**SOURCE DOCUMENT:**

====

QoS Traffic Shaping Explained

Hi Rene,

Excellent explanation.

By doing the BE, will customer feel any different since only first internal allow to burst extra bit?

Davis

Hi Davis,

If you have long transfers then you will hardly notice it. For shorter transfers you might notice a bit of an improvement.

Rene

Hi Rene,

Yea, i agree with you.

Thanks

Davis

Hi Rene,

Excellent article.

I like to come back to the statement, that packets, which does not fit into the bc or bc+be, are dropped.

  1. why is that? Is the endpoint not able to wait for the remaining bits with the next time intervall in order to have the complete packet?

  2. Assuming I have a packet, which is in general larger than bc or bc+be. According to the statement it will never make it?

So I have to use fragmentation?

Thanks for your help.

Hi Tamas,

When you use shaping, it will be buffered. The policer will drop packets if it is exceeded. When you configure a policer with a small BC/BE then yes, you’ll see that all packets that exceed the size of the BC/BE will be dropped.

They will be dropped since that’s what we have configured :slight_smile:

Rene

Hi Rene,
Can you please explain why shaping can be applied on an interface only on outbound vs. policing that can be also applied inbound and outbound? I have read several materials but it’s still very cloudy to me. Thank you!
A.

Hi Adrian,

Shaping is basically queueing. We put packets in the queue and only send traffic every now and then to get the desired shaping rate.

This isn’t really possible inbound since you already have received the traffic. I guess you could store it in an inbound queue but that might make not much sense to do :slight_smile:

Rene

Silly question. Is the Be usually the same as the Bc or can the Be value be different?

Michael,
Be can be the same as Bc, but is often different. For example, with a single rate, three color policer, Bc and Be are the same, but with a dual rate, three color policer, Bc is based on the Committed Information Rate (CIR), while Be is based on the Peak Information Rate (PIR) which are often different.

Hi Rene,

Talking about bitrate and “Routers are only able to send bits at the physical clock rate”, I was confusing about the very basic theory of the packet, packet size and how it transmit in the network media.

If everything is sending bit by bit, how it become a “packet” and people always says how the data in a message or file is broken up into packages about 1,500 bytes long, but how it change to “a packet”? so router is sending bit or sending packet?

====

**ENTRIES SHOWN:**

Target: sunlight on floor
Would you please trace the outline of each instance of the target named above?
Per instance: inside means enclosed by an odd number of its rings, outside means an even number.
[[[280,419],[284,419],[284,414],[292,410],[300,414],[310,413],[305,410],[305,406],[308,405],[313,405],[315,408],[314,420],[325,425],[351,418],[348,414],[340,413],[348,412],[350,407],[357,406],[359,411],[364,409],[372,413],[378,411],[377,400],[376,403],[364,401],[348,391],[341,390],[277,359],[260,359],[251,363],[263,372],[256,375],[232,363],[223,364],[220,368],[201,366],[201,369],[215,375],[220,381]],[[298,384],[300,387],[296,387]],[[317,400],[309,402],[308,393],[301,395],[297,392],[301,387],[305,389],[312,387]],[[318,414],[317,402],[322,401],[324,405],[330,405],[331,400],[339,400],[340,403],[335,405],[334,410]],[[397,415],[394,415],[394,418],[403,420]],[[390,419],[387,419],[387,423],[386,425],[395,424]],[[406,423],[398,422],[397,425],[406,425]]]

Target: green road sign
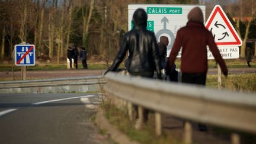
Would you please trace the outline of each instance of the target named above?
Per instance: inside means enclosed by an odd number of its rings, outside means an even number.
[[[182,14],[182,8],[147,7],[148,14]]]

====

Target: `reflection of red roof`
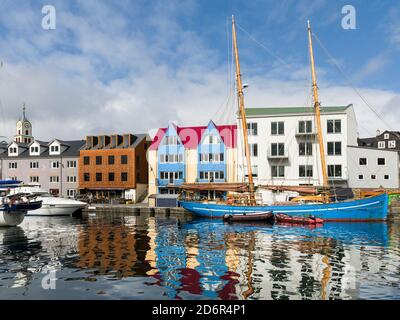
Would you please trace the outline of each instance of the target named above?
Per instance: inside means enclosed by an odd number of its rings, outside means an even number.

====

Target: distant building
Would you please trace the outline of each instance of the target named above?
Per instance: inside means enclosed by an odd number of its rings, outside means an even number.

====

**CHALLENGES:**
1 - Please copy the rows word for word, starting at the line containing "Target: green road sign" and ending after the line containing "[[[182,14],[182,8],[147,7],[148,14]]]". Omit the pictures.
2 - Write the next part of the QoS traffic shaping thread, picking up after its last post.

**FINAL RESULTS:**
1 -
Target: green road sign
Would you please trace the outline of each instance of the target named above?
Per instance: inside means enclosed by an odd number of its rings, outside means an even number.
[[[182,14],[182,8],[147,7],[148,14]]]

2 -
Thanks

Hi,
If i have one gb bandwidth and the source transmitting only 5 Mb,still do I need to work on qos
thanks

Sims,
It may seem crazy in your scenario that you would have to worry about QoS, but yes, you do, if you have mission critical applications that can’t afford any type of delay. There is a sneaky phenomenon called a “micro-burst” where a sudden, very short (milliseconds) flood of traffic can overwhelm a device. If you have a mission critical application, it would be smart for you to establish a QoS policy that guarantees the bandwidth you know it needs as opposed to leaving it to chance.

19 posts were merged into an existing topic: QoS Traffic Shaping Explained

Please help me out to implement QoS over ADSL link. I want to prioritize my voice traffic and assign 15% of BW.
Please check the config of my usual WAN link not sure what would be on ADSL.

class-map match-any Client-Signal-Class
 match precedence 3
 match ip dscp af31
 match ip dscp cs3
class-map match-any Client-VOIP-Class
 match precedence 5
 match ip dscp ef
!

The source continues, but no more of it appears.